**DOCUMENT SECTION:**

Stockbridge School District v. Department of Public Instruction School District Boundary Appeal Board

192 Wis.2d 622 (1995) 531 N.W.2d 624

STOCKBRIDGE SCHOOL DISTRICT, Petitioner-Appellant,[†]
v.
DEPARTMENT OF PUBLIC INSTRUCTION SCHOOL DISTRICT BOUNDARY APPEAL BOARD, Respondent-Respondent.

No. 94-1867.

Court of Appeals of Wisconsin.

Submitted on briefs November 3, 1994. Decided March 15, 1995.

*624 On behalf of the petitioner-appellant, the cause was submitted on the briefs of Robert W. Burns, Thomas E. Griggs and Paul C. Hemmer of Godfrey & Kahn, S.C. of Green Bay, Milwaukee and Sheboygan, respectively.

On behalf of the respondent-respondent, the cause was submitted on the brief of James E. Doyle, attorney general, and Warren D. Weinstein, assistant attorney general.

Before Brown, Nettesheim and Snyder, JJ.

SNYDER, J.

**WHAT IS ASKED:** Using the case header above, decide whether each statement agrees with it: (a) The case was heard by the Court of Appeals of Wisconsin. (b) The cause was argued orally on November 3, 1994. (c) James E. Doyle filed a brief for the petitioner-appellant. Answer yes or no for each, quoting the deciding words.

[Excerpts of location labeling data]

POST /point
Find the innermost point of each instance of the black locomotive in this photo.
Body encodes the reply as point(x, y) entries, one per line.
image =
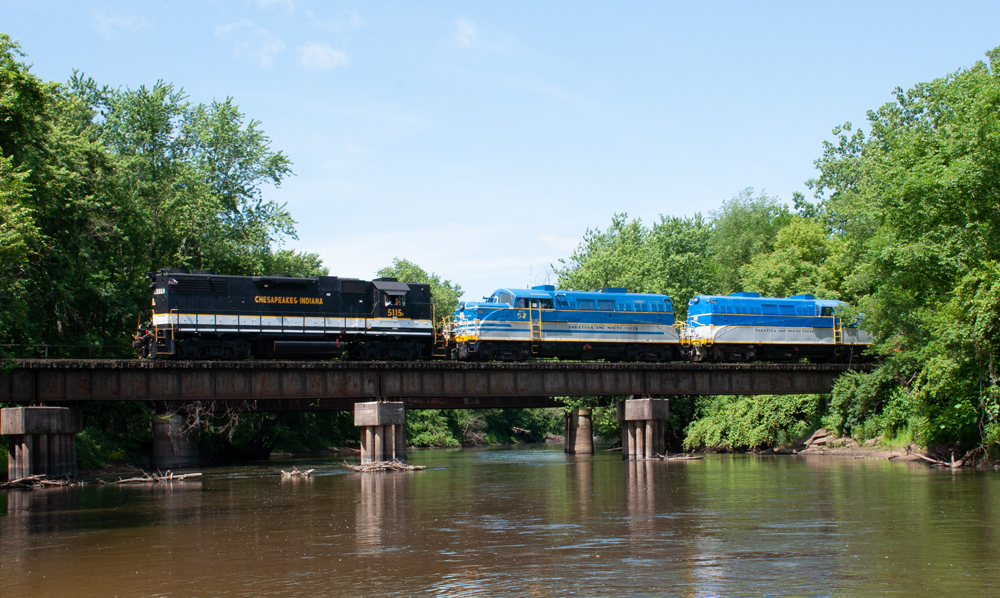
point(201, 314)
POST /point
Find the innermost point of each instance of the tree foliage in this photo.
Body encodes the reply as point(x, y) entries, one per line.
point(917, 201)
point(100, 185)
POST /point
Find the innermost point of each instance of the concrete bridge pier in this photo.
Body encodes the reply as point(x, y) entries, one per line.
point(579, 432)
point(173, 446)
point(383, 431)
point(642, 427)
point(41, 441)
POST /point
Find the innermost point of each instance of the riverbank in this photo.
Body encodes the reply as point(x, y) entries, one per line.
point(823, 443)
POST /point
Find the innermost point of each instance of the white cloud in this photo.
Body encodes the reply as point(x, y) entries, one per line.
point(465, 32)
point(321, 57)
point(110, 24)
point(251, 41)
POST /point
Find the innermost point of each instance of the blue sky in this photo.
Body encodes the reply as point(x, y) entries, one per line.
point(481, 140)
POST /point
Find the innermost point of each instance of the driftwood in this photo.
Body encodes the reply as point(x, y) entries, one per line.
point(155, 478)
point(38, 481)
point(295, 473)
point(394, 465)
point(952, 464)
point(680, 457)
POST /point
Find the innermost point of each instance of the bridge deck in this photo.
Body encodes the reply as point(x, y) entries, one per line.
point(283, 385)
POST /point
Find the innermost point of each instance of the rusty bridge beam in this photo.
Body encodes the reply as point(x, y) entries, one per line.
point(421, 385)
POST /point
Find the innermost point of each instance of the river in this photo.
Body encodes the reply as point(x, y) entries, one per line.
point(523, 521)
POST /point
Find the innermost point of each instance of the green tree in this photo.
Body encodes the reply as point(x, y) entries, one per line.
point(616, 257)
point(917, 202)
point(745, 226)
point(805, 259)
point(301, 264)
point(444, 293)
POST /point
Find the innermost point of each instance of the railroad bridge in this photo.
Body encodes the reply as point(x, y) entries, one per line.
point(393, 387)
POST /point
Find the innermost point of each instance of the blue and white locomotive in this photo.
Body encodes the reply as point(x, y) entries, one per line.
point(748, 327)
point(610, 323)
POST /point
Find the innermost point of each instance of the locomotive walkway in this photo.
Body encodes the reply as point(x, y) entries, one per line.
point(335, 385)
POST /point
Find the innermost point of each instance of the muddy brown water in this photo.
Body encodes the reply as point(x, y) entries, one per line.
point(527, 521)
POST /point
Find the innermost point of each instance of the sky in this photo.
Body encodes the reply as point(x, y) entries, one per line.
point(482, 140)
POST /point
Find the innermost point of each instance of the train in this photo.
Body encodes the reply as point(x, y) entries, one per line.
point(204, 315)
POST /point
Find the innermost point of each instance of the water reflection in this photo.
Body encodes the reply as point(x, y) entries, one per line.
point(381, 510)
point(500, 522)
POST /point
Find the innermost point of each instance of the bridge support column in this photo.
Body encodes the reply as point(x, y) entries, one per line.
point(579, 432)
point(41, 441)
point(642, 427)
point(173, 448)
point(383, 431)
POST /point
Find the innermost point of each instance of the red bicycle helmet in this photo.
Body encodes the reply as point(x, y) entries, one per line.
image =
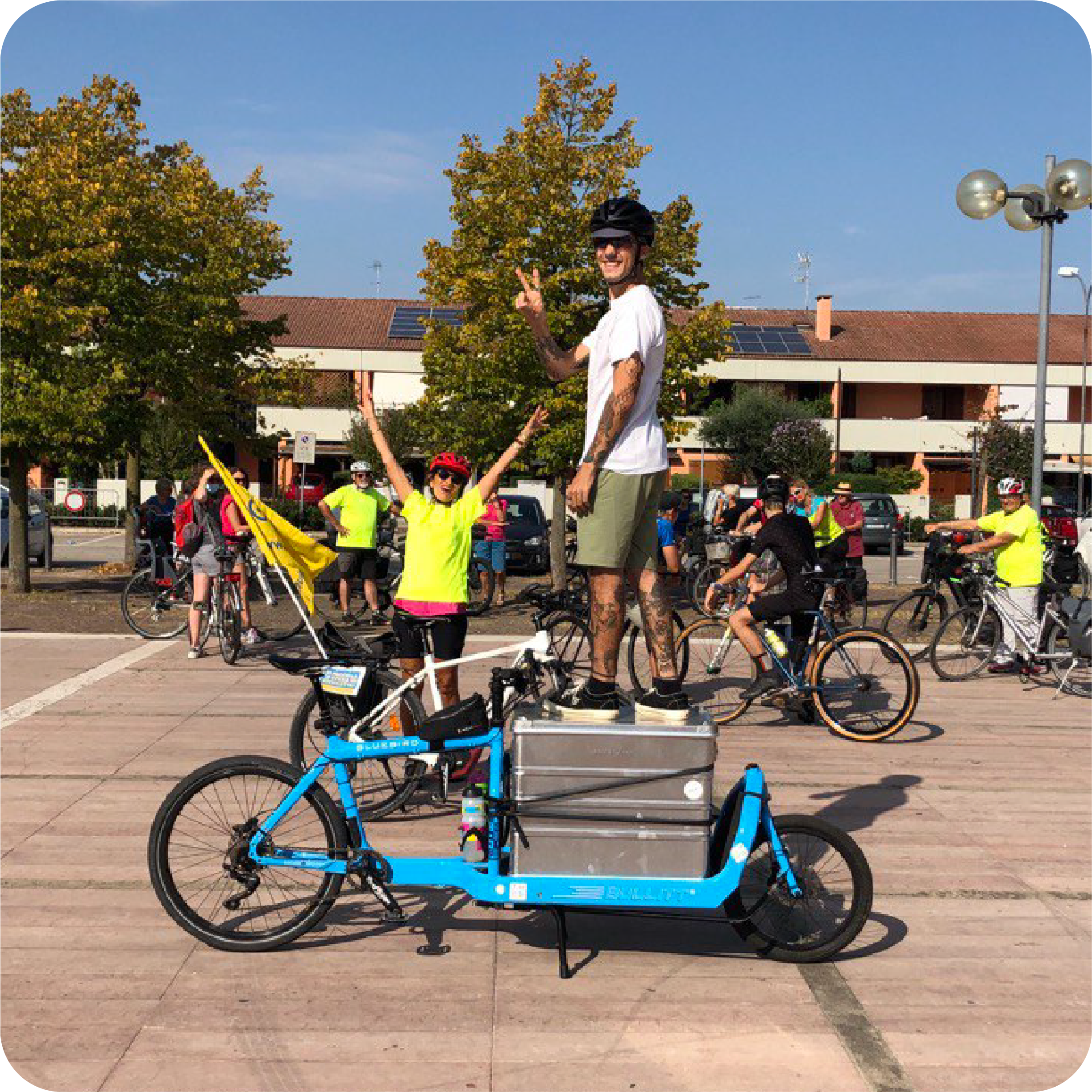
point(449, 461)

**CORRECT RESPONSE:**
(a) Yes: "Court of Appeals of Wisconsin."
(b) No: "Submitted on briefs November 3, 1994."
(c) No: "On behalf of the respondent-respondent, the cause was submitted on the brief of James E. Doyle, attorney general"